» MATERIAL SUPPLIED
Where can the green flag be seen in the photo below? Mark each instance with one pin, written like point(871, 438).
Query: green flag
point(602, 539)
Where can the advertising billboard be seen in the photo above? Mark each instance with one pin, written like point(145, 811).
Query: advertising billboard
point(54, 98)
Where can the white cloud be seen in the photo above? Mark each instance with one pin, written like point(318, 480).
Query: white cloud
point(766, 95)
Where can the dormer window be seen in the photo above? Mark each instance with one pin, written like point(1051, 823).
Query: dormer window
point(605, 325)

» INSTRUCTION
Rescale the records above by writing out every line again, requests included, with each point coordinate in the answers multiplied by 1.05 and rounded to a whole number, halves going up. Keep the sample points inside the requests unchanged.

» SOLUTION TO THIS PROBLEM
Where can the green flag be seen in the photo below? Mark each instance with one pin, written like point(871, 438).
Query: green flag
point(632, 566)
Where can the advertising billboard be seen in the photo above? Mark each instance with one pin, written like point(145, 811).
Query: advertising billboard
point(57, 103)
Where can the white cloud be seen in the photo above? Mark each instance with one pin, written like point(318, 480).
Query: white cloud
point(804, 100)
Where can the dormer window be seen in the photo above? Mark each instance with one pin, written like point(1051, 823).
Query: dormer window
point(635, 341)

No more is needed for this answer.